--- start Text segment ---
It's obvious that government has imposed severe restrictions on management rights. And yet, there's a very wide range of employer actions which aren't affected by any statute or court decision. Management rights in the pure sense have been wounded by government assaults, but the wounds are not fatal. Government has left a live body of management rights as prey for labor organizations. And you can rest assured that labor organizations will in fact prey on this live body and impose the fatal wound if employers allow this to happen.

There are basically three ways in which a union can impose restrictions on management rights. And from here on out, let's focus on public employers in the state of Illinois. The first way in which a union can impose restrictions on management rights is simply by becoming the collective bargaining representative for a unit of employees, even before the parties enter into any labor contract. Under the Illinois Public Labor Relations Act, once a union becomes the collective bargaining representative, the employer is obligated to negotiate with the union over any matter relating to wages, hours and other conditions of employment. Section 4 of the Act attempts to create a distinction between "Inherent Managerial Policy" and "Policy Matters Directly Affecting Wages, Hours and Terms and Conditions of Employment As Well As The Impact Thereon." According to Section 4, "Inherent Managerial Policy" includes "The Functions of the Employer, Standards of Services, its Overall Budget, the Organizational Structure and Selection of New Employees." While an employer is not required to bargain over matters of "Inherent Managerial Policy," it is required to bargain over "Policy Matters Directly Affecting Wages, Hours and Terms and Conditions of Employment." The duty to bargain means that the employer can take no action unilaterally. The employer must first discuss or negotiate the proposed action with the union. The employer and the union must either agree to the proposed action, or the parties must reach an impasse, and only then is the employer free to proceed. What this means in practice is that in a unionized environment, even when there is no labor contract in force, the employer cannot change wages, benefits, work rules, job duties, personnel policies, even insurance carriers or vending machine prices, without first going through the union.
--- end Text segment ---
• [Actions to take]:
- 1) In the passage on management rights, which section of the Illinois Public Labor Relations Act tries to distinguish "Inherent Managerial Policy" from policy matters directly affecting wages, hours and terms and conditions of employment?
- 2) Transcribe the passage on management rights between "It's obvious that" and "this to happen.", inclusive.
--- start Record excerpts ---
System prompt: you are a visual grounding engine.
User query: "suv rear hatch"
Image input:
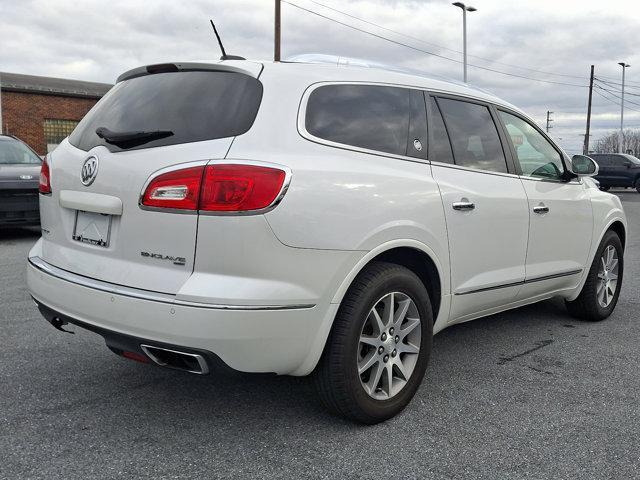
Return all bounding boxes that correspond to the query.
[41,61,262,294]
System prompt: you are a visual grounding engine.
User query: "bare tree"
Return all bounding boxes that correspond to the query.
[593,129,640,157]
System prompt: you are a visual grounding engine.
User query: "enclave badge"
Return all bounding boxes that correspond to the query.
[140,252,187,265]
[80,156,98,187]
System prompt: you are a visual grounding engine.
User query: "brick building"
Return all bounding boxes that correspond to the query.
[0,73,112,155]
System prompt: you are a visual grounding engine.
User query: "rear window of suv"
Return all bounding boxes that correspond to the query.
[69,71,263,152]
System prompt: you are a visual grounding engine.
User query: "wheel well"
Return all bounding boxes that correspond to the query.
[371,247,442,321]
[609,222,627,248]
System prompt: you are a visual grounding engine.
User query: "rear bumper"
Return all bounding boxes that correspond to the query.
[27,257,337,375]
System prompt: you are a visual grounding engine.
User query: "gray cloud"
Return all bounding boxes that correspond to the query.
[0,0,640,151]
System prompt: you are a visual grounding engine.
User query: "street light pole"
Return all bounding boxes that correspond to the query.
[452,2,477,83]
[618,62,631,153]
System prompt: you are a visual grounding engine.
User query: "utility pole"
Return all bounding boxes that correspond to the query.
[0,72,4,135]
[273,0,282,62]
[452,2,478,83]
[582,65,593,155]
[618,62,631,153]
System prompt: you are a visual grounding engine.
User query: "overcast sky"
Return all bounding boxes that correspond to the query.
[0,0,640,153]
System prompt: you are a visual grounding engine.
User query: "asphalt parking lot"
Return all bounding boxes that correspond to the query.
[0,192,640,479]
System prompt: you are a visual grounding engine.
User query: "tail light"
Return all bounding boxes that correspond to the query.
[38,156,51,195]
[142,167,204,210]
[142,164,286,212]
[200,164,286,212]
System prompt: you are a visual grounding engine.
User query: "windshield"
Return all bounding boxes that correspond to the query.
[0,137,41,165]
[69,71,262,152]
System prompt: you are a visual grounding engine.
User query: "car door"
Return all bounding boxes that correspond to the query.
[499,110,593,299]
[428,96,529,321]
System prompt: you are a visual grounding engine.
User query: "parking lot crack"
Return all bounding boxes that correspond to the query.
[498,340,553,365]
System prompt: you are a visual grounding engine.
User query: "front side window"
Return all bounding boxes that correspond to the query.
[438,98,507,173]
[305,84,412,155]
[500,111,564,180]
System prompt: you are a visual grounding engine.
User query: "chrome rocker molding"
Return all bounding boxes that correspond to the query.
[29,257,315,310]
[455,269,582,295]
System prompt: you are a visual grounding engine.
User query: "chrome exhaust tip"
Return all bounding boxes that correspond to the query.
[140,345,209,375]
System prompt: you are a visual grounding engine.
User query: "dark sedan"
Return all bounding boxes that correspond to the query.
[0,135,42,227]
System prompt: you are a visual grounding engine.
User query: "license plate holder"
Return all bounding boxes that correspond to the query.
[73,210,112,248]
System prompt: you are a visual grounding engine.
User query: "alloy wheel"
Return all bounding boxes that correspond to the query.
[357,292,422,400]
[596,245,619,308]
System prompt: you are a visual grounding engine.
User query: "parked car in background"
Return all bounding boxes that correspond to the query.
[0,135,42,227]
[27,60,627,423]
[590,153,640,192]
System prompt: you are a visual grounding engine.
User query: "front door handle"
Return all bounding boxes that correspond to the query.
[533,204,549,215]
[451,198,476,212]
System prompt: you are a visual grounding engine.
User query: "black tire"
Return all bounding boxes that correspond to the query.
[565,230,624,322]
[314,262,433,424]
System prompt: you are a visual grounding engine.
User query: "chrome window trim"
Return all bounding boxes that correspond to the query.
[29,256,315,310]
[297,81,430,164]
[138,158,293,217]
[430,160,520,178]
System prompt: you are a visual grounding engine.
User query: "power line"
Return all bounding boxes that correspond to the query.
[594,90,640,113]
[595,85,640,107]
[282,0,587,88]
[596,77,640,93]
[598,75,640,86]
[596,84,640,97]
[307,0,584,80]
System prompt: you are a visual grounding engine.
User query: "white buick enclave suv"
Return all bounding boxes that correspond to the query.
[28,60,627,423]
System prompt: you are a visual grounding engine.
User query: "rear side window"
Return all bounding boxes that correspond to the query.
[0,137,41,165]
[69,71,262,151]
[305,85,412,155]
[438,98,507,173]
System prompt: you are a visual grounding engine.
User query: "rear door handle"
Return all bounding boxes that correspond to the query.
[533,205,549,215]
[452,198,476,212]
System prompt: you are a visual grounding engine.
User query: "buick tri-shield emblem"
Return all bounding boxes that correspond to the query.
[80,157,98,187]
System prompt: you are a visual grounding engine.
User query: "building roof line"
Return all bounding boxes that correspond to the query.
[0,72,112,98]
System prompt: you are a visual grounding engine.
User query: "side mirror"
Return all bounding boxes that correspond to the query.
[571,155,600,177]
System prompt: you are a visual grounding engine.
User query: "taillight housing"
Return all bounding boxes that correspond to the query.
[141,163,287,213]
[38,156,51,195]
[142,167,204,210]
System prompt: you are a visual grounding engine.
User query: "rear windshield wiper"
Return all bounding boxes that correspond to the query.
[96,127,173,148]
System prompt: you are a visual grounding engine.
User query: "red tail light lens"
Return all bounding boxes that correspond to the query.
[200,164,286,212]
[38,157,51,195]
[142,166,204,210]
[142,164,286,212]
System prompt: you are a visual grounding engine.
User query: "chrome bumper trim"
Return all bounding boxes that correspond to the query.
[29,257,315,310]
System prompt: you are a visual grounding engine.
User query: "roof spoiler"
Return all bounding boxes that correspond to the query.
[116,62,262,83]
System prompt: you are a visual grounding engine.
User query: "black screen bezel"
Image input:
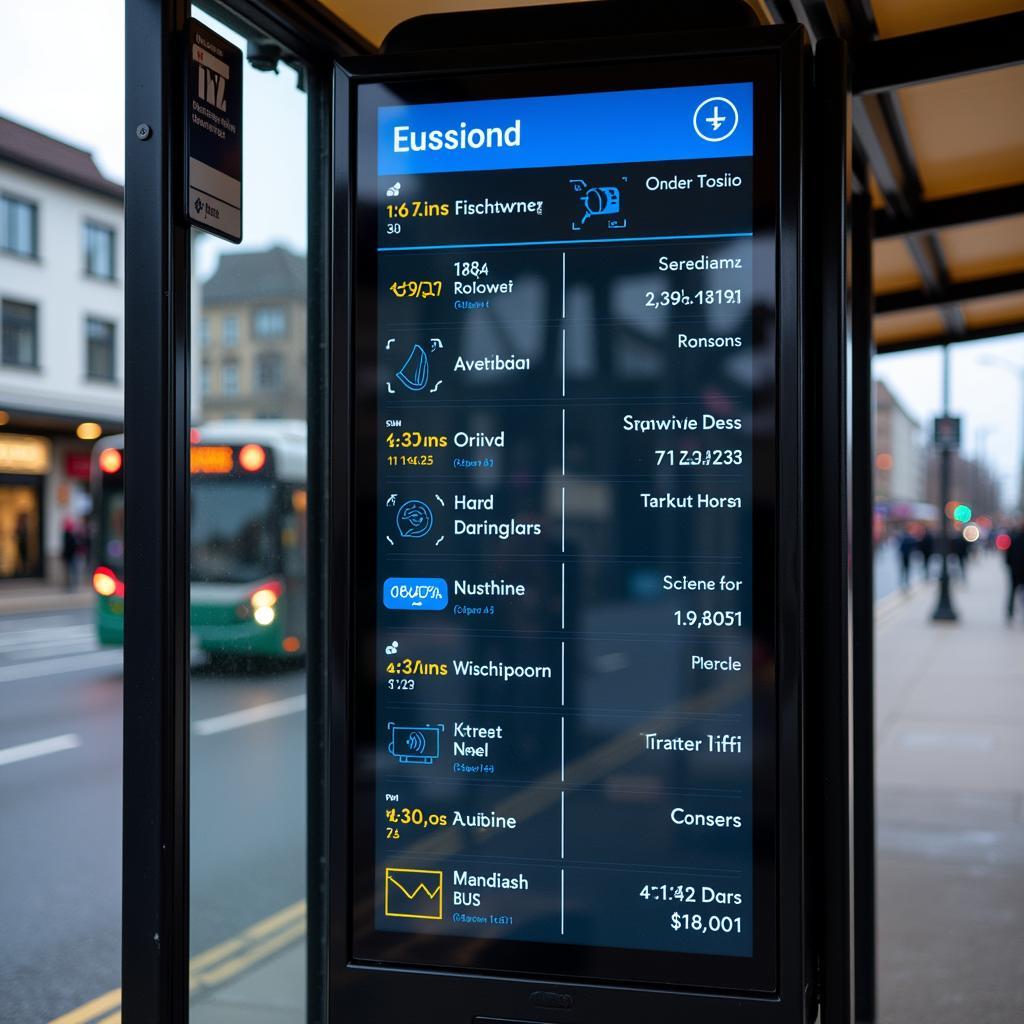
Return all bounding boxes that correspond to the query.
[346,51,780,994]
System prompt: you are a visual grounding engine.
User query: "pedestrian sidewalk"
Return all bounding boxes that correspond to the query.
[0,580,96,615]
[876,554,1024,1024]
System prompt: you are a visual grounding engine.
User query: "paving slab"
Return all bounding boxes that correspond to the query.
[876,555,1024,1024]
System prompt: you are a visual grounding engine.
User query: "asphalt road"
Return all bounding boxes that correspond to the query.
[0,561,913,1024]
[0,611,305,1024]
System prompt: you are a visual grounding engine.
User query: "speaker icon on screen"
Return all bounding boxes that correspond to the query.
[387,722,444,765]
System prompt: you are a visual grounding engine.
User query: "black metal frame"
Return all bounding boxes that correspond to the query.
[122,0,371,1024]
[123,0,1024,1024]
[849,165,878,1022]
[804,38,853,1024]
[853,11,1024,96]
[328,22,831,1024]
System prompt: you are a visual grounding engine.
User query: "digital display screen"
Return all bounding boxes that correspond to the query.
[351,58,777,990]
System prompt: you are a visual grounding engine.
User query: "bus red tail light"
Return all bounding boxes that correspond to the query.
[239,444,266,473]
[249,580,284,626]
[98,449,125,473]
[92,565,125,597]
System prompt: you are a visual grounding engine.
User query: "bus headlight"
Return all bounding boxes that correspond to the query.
--- end Record excerpts ---
• [Exercise responses]:
- 1) Section 4

- 2)
It's obvious that government has imposed severe restrictions on management rights. And yet, there's a very wide range of employer actions which aren't affected by any statute or court decision. Management rights in the pure sense have been wounded by government assaults, but the wounds are not fatal. Government has left a live body of management rights as prey for labor organizations. And you can rest assured that labor organizations will in fact prey on this live body and impose the fatal wound if employers allow this to happen.